• [Description of the task]: Print exactly the lines from the line with "Question. Place a dot on every instance of the nose bridge" to the last line of the data, please, both included.

• [Records for the exercise]:

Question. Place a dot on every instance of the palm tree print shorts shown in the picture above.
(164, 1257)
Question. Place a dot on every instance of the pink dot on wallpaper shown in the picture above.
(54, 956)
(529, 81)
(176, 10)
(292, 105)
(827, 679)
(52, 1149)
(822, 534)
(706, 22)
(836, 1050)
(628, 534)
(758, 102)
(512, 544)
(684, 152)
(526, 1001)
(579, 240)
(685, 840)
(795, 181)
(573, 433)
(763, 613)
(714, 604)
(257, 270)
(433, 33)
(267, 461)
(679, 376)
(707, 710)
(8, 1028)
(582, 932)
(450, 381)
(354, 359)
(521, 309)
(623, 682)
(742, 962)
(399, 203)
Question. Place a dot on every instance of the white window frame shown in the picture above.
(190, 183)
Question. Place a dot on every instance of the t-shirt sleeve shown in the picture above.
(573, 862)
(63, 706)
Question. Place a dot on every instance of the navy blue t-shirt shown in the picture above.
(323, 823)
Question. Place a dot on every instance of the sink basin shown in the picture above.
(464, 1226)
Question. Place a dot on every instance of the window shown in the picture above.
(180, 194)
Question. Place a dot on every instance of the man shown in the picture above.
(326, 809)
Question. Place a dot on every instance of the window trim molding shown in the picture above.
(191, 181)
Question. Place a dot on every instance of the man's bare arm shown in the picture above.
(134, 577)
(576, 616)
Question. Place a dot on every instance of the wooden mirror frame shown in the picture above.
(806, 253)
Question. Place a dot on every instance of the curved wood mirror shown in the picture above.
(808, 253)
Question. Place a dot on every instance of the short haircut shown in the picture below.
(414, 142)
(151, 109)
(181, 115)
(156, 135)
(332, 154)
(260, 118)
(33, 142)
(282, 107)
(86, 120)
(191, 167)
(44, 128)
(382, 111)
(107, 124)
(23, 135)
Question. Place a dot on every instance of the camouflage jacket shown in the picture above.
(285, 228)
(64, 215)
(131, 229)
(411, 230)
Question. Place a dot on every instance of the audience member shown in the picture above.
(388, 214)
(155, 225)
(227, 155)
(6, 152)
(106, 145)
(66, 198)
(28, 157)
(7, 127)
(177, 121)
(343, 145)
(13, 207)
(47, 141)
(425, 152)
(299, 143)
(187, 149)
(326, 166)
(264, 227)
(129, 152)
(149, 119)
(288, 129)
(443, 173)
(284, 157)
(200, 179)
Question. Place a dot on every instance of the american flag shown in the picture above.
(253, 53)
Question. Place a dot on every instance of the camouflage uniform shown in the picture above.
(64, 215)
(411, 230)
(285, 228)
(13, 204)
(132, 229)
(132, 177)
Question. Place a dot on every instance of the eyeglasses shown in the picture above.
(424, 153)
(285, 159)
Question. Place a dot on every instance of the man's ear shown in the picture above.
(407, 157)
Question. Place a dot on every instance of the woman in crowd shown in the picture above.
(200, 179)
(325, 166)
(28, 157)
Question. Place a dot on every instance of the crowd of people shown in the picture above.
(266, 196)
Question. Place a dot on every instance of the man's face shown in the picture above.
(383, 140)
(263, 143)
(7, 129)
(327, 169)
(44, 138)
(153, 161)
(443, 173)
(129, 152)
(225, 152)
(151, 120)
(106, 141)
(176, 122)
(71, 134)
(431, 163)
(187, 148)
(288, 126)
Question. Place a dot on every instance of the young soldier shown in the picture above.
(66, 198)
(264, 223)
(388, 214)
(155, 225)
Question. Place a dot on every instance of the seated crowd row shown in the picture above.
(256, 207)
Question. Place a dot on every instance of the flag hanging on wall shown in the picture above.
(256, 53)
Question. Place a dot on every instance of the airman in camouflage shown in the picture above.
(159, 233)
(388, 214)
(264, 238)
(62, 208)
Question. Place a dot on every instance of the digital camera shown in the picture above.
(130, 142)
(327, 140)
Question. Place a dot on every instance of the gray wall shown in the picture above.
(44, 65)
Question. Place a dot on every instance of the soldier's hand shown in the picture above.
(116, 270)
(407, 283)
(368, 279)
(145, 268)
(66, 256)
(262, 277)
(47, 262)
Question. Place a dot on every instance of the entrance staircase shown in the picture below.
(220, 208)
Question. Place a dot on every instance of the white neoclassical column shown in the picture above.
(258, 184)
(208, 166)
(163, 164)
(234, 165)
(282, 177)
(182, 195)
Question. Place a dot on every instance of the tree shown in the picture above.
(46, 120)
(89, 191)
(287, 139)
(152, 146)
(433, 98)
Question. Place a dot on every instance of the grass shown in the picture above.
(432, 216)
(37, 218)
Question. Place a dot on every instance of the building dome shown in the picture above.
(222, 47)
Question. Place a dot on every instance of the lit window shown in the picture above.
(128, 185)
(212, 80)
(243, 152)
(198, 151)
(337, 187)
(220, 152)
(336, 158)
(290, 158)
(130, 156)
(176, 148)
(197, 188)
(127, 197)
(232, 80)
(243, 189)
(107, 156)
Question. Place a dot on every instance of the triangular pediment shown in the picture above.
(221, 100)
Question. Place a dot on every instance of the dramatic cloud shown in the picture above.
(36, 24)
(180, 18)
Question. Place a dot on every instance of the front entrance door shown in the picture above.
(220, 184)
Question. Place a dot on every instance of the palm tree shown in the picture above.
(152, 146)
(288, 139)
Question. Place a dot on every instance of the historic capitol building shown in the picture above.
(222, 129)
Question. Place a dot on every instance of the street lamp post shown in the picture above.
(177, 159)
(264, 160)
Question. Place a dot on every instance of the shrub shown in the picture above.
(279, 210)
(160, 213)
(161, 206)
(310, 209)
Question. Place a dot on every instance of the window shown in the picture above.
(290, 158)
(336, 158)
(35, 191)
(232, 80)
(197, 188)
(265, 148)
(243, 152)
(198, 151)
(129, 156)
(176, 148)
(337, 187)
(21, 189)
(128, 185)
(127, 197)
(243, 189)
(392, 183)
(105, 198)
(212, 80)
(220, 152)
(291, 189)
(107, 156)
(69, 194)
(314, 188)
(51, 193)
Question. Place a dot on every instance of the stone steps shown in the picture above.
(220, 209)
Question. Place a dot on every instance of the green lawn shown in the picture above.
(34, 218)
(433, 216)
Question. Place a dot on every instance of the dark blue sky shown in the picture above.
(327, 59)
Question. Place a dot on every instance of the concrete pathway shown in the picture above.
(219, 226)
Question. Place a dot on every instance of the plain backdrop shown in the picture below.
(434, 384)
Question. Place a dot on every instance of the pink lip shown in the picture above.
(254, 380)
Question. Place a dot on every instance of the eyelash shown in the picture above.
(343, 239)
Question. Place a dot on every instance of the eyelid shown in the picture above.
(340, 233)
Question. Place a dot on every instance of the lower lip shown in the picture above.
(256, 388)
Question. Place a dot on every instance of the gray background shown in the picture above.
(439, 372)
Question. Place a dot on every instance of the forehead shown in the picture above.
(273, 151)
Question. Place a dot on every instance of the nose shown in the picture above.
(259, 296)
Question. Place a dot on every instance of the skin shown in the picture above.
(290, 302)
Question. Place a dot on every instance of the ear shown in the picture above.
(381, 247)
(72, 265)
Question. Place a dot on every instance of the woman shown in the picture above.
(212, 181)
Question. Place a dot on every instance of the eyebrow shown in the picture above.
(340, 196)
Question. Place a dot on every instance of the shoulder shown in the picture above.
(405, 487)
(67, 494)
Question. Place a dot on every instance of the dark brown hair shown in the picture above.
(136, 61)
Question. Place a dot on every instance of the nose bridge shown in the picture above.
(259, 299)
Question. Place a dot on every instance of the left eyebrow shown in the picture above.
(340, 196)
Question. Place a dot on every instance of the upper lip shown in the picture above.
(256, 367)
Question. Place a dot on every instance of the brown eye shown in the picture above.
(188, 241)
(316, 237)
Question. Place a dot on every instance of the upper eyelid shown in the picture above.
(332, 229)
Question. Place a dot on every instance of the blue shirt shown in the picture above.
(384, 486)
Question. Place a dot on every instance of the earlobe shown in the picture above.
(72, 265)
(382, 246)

• [The result]:
Question. Place a dot on every instance of the nose bridge shown in the picture above.
(259, 299)
Question. Place a dot on every instance of the left eyebrow shown in the picture above.
(340, 196)
Question. Place a dot on every instance of the upper lip shown in the picture above.
(256, 367)
Question. Place a dot on every instance of the brown eye shown in the picture above.
(188, 241)
(316, 237)
Question. Place a dot on every instance of the upper eyelid shown in the picture above.
(332, 229)
Question. Place a dot on every instance of the blue shirt shown in the picture above.
(384, 486)
Question. Place a dot on every instance of the earlobe shown in the picture above.
(72, 265)
(382, 246)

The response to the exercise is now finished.